Rewrite the stretch of the records from the line containing "Place one marker on each instance of the white helmet" through the end, changing "beach cove" to "rocky inlet" and keeping everything else the same. Give only those lines, and leave the pictures out.

-- START OF MATERIALS PROVIDED --

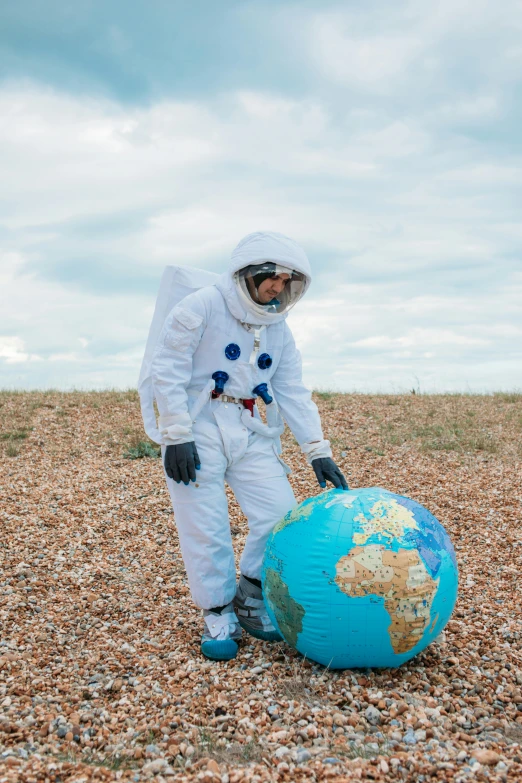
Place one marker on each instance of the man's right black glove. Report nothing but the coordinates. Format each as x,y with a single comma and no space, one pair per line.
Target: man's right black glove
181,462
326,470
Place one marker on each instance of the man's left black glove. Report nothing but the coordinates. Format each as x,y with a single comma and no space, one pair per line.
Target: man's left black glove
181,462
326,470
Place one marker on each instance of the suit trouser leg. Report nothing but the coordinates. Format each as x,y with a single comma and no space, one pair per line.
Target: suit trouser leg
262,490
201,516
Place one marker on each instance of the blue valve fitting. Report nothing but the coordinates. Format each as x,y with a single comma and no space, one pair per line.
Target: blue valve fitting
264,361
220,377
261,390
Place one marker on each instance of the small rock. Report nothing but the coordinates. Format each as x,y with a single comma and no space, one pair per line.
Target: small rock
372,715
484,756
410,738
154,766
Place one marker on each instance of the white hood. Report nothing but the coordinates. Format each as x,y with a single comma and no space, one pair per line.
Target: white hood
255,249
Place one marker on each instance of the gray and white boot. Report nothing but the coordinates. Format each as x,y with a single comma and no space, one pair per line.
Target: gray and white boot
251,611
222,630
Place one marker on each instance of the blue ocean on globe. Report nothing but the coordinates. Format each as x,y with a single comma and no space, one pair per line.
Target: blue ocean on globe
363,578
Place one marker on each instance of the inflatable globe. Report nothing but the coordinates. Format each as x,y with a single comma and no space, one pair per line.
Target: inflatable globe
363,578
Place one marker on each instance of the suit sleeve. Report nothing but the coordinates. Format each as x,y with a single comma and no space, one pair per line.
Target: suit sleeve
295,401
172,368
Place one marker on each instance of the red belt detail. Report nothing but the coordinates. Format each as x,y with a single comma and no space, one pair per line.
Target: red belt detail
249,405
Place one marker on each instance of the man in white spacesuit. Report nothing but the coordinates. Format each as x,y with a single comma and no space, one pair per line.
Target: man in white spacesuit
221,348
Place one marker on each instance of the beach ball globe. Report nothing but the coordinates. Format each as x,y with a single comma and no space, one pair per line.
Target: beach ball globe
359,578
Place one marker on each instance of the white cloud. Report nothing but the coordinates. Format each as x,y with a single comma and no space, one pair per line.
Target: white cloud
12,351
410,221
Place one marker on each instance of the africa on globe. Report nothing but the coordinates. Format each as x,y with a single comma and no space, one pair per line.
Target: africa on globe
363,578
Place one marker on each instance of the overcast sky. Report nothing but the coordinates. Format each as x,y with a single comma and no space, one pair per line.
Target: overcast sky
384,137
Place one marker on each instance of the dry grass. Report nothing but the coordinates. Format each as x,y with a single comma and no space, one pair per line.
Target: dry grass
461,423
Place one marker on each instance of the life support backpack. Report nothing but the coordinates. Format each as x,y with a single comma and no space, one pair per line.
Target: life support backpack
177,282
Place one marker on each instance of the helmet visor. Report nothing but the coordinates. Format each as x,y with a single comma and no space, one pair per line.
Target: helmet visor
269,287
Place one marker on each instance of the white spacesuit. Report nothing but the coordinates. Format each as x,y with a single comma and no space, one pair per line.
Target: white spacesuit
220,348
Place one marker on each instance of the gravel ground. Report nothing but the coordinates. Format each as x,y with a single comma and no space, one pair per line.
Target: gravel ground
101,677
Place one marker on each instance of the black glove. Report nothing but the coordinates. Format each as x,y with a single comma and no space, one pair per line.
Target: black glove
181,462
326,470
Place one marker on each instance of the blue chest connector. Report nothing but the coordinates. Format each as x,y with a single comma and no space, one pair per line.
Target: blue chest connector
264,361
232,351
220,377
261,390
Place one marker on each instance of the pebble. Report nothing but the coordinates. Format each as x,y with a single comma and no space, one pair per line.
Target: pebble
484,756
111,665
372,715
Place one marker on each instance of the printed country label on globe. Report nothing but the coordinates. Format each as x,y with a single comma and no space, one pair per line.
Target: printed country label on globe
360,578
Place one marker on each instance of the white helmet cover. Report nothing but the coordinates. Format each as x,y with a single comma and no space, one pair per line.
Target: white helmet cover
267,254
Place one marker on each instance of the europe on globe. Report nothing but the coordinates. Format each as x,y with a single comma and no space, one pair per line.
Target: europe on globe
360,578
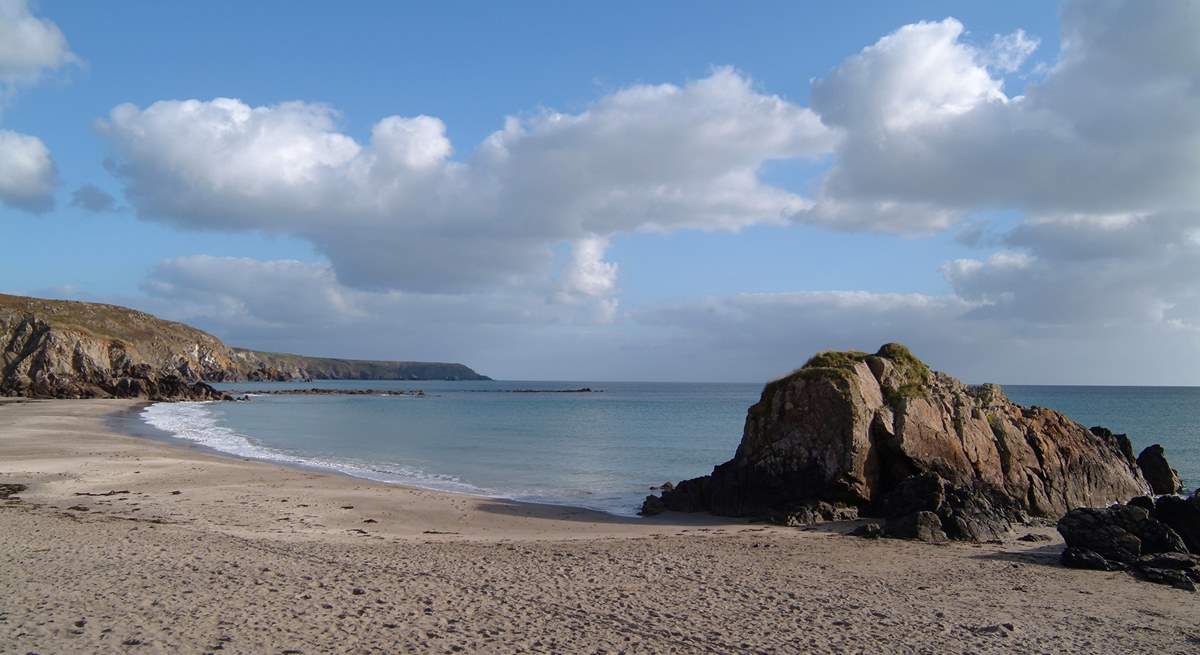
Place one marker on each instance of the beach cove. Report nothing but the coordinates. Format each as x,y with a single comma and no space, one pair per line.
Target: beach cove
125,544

-- END OF MATERIALS PROVIDED --

◆ **FINISHED EXERCISE**
Place one marker on each instance of the white helmet cover. Report nothing but the coordinates. Format each as x,y with a single comma and no space, one pair per line.
Target: white helmet cover
267,254
Place one marker on each instance of the europe on globe. Report nothing but the coordinates. Format each as x,y with a single comma and no space, one pair per line.
Target: europe on globe
360,578
Place one marker on each instance of the rocky inlet. Report nothing but the coordinates. Format each as x,y with a single comma and no space, one pair per line.
Target: rocky inlet
125,544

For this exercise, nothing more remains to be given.